- SOURCE TEXT
Massive bets by retail investors, mutual funds on Paytm reinforces the stocks’ growing stability

Though the company claimed while there had been ups and downs in the stock’s journey since then, as the company delivered growth one sign was getting clearer — retail investors and mutual funds were increasing their shareholding in the company.

November 4, 2022

Business

3 min

zeenews

New Delhi [India], November 4 (ANI): India’s mobile payments pioneer debuted in the stock market in 2021, which was then the largest initial public offering (IPO) in the country. Over the last one year, the most talked-about stock among the new-age tech stocks had been Paytm.
While there had been ups and downs in the stock’s journey since then, the company delivered growth — retail investors and mutual funds were increasing their shareholding in the company.
The latest shareholding pattern of the company reveals that retail stock is up from 2.79 per cent during the time of listing to 6.37 per cent as of the end of September. Meanwhile, the company said mutual funds increased their stake from 0.81 per cent to 1.26 per cent.
This increase in retail shareholding correlates to more Indians further believing in the Paytm story, the company said, adding that the wider shareholding ownership through retail was also going to bring in greater stability to the stocks like Paytm. Historically, companies that have hedged risk with higher retail shareholding have seen growth in the stock market.

- INFORMATION GIVEN
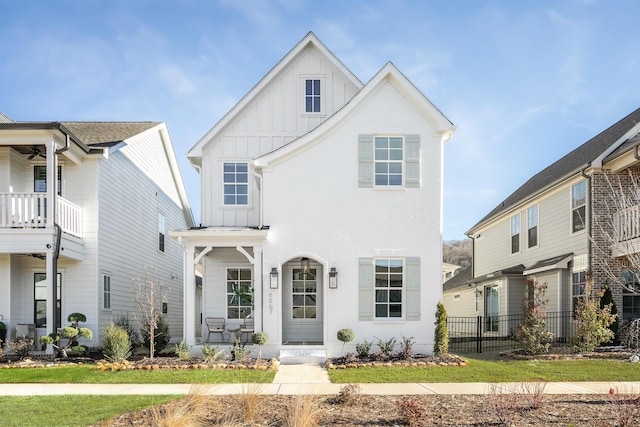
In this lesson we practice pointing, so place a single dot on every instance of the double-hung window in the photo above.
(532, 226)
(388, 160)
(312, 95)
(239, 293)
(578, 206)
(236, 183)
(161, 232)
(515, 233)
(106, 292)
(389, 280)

- WRITTEN TASKS
1. According to the Paytm article, what share of the company did retail investors hold at the end of September?
2. Continue the Paytm article from its final sentence.
The listing above comes from a different source than the Paytm article.

- SOLVED PROBLEMS
1. 6.37 percent

2.
As one finds deeper footing in a technology-led world, Paytm stands out as a pioneer. The company has been at the forefront of India’s fintech revolution and Paytm Karo has become a verb today, synonymous with mobile payments.
In a scenario of volatile global markets, what’s convincing investors was the strong growth delivered since its listing — with its revenue increasing by 80 per cent per quarter. Earlier in April, its founder and CEO Vijay Shekhar Sharma had expressed confidence that the company will achieve operating Ebitda (earnings before interest, taxes, depreciation, and amortisation) breakeven by September quarter 2023, and the company has delivered ahead of analyst estimates in the first quarter of the financial year 2022-23 (Q1FY23).
From global brokerages like Goldman Sachs, Citi, JP Morgan to domestic ones like ICICI Securities, analysts were betting on Paytm’s strong business model and profitability plan.
Recently, Paytm was added to Goldman Sachs conviction list, where the research firm reiterated that it was one of the most compelling growth stories among new-age technology companies. Analysts at JP Morgan recently said that Paytm was now on the “stairway to profitability”, highlighting the company’s strong business model and strong monetisation across key businesses. (ANI)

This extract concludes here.